===== Provided text

Caroline Nokes – 2020 Speech on the Domestic Abuse Bill

Below is the text of the speech made by Caroline Nokes, the Conservative MP for Romsey and Southampton North, in the House of Commons on 28 April 2020.

It is a pleasure to be able to speak in this debate—arguably for the second time, having contributed back in October. What has been really interesting today is the quality of contributions from both returning and new Members. I pay tribute to my hon. Friend the Member for Hyndburn (Sara Britcliffe), who made a very powerful maiden speech, albeit in interesting circumstances. I reassure other Members that, although she sits on the Women and Equalities Committee that I now Chair, I have at no time found her to be remotely difficult.

I thank the Lord Chancellor for his opening comments. I would like to pay tribute in particular to the Under-Secretary of State for the Home Department, my hon. Friend the Member for Louth and Horncastle (Victoria Atkins), the Minister with responsibility for safeguarding, who will close the debate this evening. She has proven to be a doughty champion of the Bill on the various occasions it has come back before us. She has also taken time, during the intervening months, to speak to various Members, including me, about the difficulties and challenges in bringing into legislation amendments or parts of the Bill that would tackle the cases that my hon. Friend the Member for Wyre Forest (Mark Garnier) highlighted so eloquently. I remember sitting behind him in October when he spoke of Natalie Connolly. What is tragic and sad about that case, although horrific and dreadful, is that it is not unique. We will see more individuals who are perpetrators of domestic violence trying to run that sort of defence. We have to find a way to stop that. I am certainly committed to working with my hon. Friend and the right hon. and learned Member for Camberwell and Peckham (Ms Harman) in that regard.

==========
===== Dataset excerpts

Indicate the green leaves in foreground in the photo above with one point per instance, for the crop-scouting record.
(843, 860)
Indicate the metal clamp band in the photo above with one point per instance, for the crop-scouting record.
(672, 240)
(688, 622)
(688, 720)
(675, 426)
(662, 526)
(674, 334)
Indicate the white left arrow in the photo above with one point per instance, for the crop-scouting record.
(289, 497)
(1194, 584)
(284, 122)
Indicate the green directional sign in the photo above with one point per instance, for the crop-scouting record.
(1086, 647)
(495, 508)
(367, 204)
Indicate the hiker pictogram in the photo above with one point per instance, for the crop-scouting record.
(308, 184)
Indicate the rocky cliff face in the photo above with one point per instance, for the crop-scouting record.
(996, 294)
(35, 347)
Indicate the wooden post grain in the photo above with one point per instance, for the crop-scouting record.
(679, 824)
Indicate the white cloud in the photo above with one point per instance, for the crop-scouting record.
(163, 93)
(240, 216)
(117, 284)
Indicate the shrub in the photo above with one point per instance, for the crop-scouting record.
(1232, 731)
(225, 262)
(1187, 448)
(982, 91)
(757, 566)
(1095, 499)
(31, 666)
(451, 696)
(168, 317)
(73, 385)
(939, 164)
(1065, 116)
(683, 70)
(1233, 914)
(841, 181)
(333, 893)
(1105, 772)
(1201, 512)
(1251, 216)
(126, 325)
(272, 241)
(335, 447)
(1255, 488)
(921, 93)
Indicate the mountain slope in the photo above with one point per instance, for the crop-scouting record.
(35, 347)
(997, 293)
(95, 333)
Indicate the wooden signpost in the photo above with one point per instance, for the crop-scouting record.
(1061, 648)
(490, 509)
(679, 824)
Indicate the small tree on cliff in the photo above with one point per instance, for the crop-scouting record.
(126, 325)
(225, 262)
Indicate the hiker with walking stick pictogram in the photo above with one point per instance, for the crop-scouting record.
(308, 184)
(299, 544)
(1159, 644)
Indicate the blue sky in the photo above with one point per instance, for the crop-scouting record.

==========

Reproduce the speech on the Domestic Abuse Bill from above in full, word for word and without any changes.

Caroline Nokes – 2020 Speech on the Domestic Abuse Bill

Below is the text of the speech made by Caroline Nokes, the Conservative MP for Romsey and Southampton North, in the House of Commons on 28 April 2020.

It is a pleasure to be able to speak in this debate—arguably for the second time, having contributed back in October. What has been really interesting today is the quality of contributions from both returning and new Members. I pay tribute to my hon. Friend the Member for Hyndburn (Sara Britcliffe), who made a very powerful maiden speech, albeit in interesting circumstances. I reassure other Members that, although she sits on the Women and Equalities Committee that I now Chair, I have at no time found her to be remotely difficult.

I thank the Lord Chancellor for his opening comments. I would like to pay tribute in particular to the Under-Secretary of State for the Home Department, my hon. Friend the Member for Louth and Horncastle (Victoria Atkins), the Minister with responsibility for safeguarding, who will close the debate this evening. She has proven to be a doughty champion of the Bill on the various occasions it has come back before us. She has also taken time, during the intervening months, to speak to various Members, including me, about the difficulties and challenges in bringing into legislation amendments or parts of the Bill that would tackle the cases that my hon. Friend the Member for Wyre Forest (Mark Garnier) highlighted so eloquently. I remember sitting behind him in October when he spoke of Natalie Connolly. What is tragic and sad about that case, although horrific and dreadful, is that it is not unique. We will see more individuals who are perpetrators of domestic violence trying to run that sort of defence. We have to find a way to stop that. I am certainly committed to working with my hon. Friend and the right hon. and learned Member for Camberwell and Peckham (Ms Harman) in that regard.